* [Saved entries]
☆ ☆ ☆ ☆
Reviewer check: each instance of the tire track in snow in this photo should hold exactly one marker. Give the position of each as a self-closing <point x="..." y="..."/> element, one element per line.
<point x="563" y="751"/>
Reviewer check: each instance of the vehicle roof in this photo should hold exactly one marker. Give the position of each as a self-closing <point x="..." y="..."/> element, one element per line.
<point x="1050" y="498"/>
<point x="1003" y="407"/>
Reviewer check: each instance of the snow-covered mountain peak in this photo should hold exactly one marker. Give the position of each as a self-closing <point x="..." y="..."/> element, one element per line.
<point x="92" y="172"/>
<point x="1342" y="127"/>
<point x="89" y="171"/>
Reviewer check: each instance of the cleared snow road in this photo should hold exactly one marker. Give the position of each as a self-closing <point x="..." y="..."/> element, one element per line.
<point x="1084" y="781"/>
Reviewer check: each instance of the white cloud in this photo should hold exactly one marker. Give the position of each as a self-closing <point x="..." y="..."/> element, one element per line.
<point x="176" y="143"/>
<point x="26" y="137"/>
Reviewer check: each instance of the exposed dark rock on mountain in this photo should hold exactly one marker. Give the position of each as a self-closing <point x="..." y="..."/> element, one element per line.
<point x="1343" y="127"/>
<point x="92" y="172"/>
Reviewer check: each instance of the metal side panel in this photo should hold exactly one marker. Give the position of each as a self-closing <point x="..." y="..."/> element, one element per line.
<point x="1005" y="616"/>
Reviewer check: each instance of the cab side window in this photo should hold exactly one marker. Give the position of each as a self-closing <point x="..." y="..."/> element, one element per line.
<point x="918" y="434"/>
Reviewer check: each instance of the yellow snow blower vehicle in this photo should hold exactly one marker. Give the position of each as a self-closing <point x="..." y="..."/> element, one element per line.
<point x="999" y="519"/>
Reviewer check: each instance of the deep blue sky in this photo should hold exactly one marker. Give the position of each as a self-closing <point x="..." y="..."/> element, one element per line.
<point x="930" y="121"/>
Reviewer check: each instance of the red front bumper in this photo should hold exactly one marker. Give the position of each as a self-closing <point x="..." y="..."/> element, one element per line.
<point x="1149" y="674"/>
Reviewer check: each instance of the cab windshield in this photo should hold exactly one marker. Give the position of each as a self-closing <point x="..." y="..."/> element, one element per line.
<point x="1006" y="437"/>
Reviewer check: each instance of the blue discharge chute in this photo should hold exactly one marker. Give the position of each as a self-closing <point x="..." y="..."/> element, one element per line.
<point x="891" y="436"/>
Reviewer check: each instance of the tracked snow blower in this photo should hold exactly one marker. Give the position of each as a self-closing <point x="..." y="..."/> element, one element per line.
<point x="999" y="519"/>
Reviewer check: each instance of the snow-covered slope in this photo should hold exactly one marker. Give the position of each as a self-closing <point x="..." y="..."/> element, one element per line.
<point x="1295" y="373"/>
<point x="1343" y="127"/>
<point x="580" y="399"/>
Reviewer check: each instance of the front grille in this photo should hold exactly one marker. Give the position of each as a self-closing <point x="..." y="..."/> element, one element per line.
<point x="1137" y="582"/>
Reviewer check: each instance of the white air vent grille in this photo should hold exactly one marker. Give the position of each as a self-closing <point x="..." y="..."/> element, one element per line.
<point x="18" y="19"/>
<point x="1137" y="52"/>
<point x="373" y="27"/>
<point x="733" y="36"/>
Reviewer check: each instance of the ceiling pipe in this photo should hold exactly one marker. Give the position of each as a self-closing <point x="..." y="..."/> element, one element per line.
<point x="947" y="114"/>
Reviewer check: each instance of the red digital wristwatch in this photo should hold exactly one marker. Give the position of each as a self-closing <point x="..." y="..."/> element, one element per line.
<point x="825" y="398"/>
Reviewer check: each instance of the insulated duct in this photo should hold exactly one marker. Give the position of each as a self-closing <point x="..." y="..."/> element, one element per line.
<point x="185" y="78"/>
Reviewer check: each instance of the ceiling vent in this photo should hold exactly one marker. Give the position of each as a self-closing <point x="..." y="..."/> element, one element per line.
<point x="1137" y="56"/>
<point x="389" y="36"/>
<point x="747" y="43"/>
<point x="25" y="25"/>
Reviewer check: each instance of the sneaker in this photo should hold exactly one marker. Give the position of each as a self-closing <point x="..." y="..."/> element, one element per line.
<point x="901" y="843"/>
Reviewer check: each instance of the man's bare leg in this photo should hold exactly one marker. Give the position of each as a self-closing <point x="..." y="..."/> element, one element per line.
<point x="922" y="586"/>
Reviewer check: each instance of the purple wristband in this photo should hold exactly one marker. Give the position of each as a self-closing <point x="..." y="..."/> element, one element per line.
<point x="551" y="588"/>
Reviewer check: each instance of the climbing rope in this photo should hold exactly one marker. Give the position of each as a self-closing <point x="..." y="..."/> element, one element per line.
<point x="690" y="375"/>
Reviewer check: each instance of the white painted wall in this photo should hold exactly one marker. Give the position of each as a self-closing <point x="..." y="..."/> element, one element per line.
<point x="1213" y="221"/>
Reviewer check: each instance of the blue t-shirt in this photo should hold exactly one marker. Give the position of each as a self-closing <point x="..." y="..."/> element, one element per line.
☆ ☆ ☆ ☆
Write out all of these lines again with no changes.

Reviewer check: each instance of the tire track in snow in this photo should hold exactly one marker. Give the position of each as a self-closing <point x="..." y="..."/> element, one element per line.
<point x="563" y="751"/>
Reviewer check: each instance of the vehicle roof in this photo should hold exactly one marker. Give the position of each as a self-closing <point x="..." y="..."/> element, one element per line.
<point x="1050" y="498"/>
<point x="1003" y="407"/>
Reviewer check: each instance of the snow-covered mountain peak in this photo should hold exactly one marker. Give the position of each as a self-closing <point x="..." y="..."/> element, one element per line.
<point x="92" y="172"/>
<point x="1342" y="127"/>
<point x="89" y="171"/>
Reviewer check: each instance of the cleared snow road in this photo should hold exactly one marker. Give the position of each as a self-closing <point x="..." y="..."/> element, one element per line.
<point x="1084" y="781"/>
Reviewer check: each instance of the white cloud in this photo should hold exactly one marker. Give the position of each as a self-closing <point x="..." y="..."/> element, one element per line.
<point x="176" y="143"/>
<point x="26" y="137"/>
Reviewer check: each instance of the exposed dark rock on mountain in this photo should hold exactly one marker. Give the position of each as a self-closing <point x="..." y="..."/> element, one element per line.
<point x="1343" y="127"/>
<point x="92" y="172"/>
Reviewer check: each instance of the metal side panel in this photo should hold exactly one marker. Give the position of each as a self-closing <point x="..." y="..."/> element, one element per line.
<point x="1005" y="616"/>
Reviewer check: each instance of the cab side window in this photo should hold exactly one marker. Give the position of each as a self-closing <point x="..." y="..."/> element, one element per line.
<point x="918" y="434"/>
Reviewer check: each instance of the yellow snow blower vehicle in this photo should hold exactly one marker. Give the position of each as a self-closing <point x="..." y="..."/> element, one element per line.
<point x="999" y="519"/>
Reviewer check: each instance of the deep blue sky in this photo should hold exactly one marker. Give the position of each as a self-closing <point x="..." y="..."/> element, one element per line.
<point x="930" y="121"/>
Reviewer check: each instance of the red front bumper in this photo should hold exactly one marker. Give the position of each as a self-closing <point x="..." y="..."/> element, one element per line.
<point x="1149" y="674"/>
Reviewer check: each instance of the cab windshield in this photo should hold exactly one marker. Give the position of each as a self-closing <point x="..." y="..."/> element, one element per line.
<point x="1006" y="437"/>
Reviewer check: each instance of the blue discharge chute in this photo should hold exactly one marker. Give the position of each as a self-closing <point x="..." y="..."/> element, one element per line.
<point x="891" y="436"/>
Reviewer check: each instance of the tracked snow blower in this photo should hold exactly one marker. Give the position of each as a self-closing <point x="..." y="..."/> element, one element per line.
<point x="999" y="519"/>
Reviewer check: each instance of the snow-covered slope in this photo should hold exactly one marker. Give the position of each as a self-closing <point x="..." y="..."/> element, one element per line.
<point x="1295" y="373"/>
<point x="1343" y="127"/>
<point x="580" y="399"/>
Reviewer check: each instance of the front grille in this photo should hold exactly one marker. Give the position of each as a self-closing <point x="..." y="..."/> element, one element per line.
<point x="1137" y="582"/>
Reviewer check: each instance of the white air vent grille in this photo should hold exactly one marker. Give the position of each as a self-closing <point x="..." y="..."/> element, one element per line.
<point x="18" y="19"/>
<point x="1137" y="52"/>
<point x="373" y="27"/>
<point x="733" y="36"/>
Reviewer check: each instance of the ceiling pipe in this photo should hold exactly one marker. Give the position of each as a self-closing <point x="..." y="..."/> element, one element per line.
<point x="947" y="114"/>
Reviewer check: each instance of the red digital wristwatch in this photo should hold exactly one marker. Give the position of each as a self-closing <point x="..." y="..."/> element, one element per line.
<point x="825" y="398"/>
Reviewer check: each instance of the insulated duct in this photo should hold exactly one marker. Give the position of each as a self-closing <point x="..." y="..."/> element, one element per line.
<point x="185" y="78"/>
Reviewer check: each instance of the ceiling vent in this photo should hold exactly one marker. Give the position of each as a self-closing <point x="..." y="..."/> element, one element per line.
<point x="1137" y="56"/>
<point x="389" y="36"/>
<point x="747" y="43"/>
<point x="25" y="25"/>
Reviewer check: each instance of the sneaker in this photo should hold exactly one marker. Give the position of each as a self-closing <point x="..." y="..."/> element, one element per line.
<point x="901" y="843"/>
Reviewer check: each instance of the man's bare leg in this photo should hold exactly one marker. Give the position of each as a self-closing <point x="..." y="..."/> element, one element per line.
<point x="922" y="586"/>
Reviewer check: each instance of the purple wristband in this photo should hold exactly one marker. Give the position of each as a self-closing <point x="..." y="..."/> element, one element per line.
<point x="551" y="588"/>
Reviewer check: each instance of the climbing rope in this photo should hold exactly one marker. Give the position of each as a self-closing <point x="..." y="..."/> element, one element per line.
<point x="690" y="375"/>
Reviewer check: each instance of the white painted wall in this photo should hold exactly one marker. Give the position of each as a self-closing <point x="..." y="..."/> element, one element per line.
<point x="1213" y="221"/>
Reviewer check: each instance of the blue t-shirt in this photo should hold exactly one marker. Give the position of each as a self-closing <point x="..." y="..."/> element, one element per line.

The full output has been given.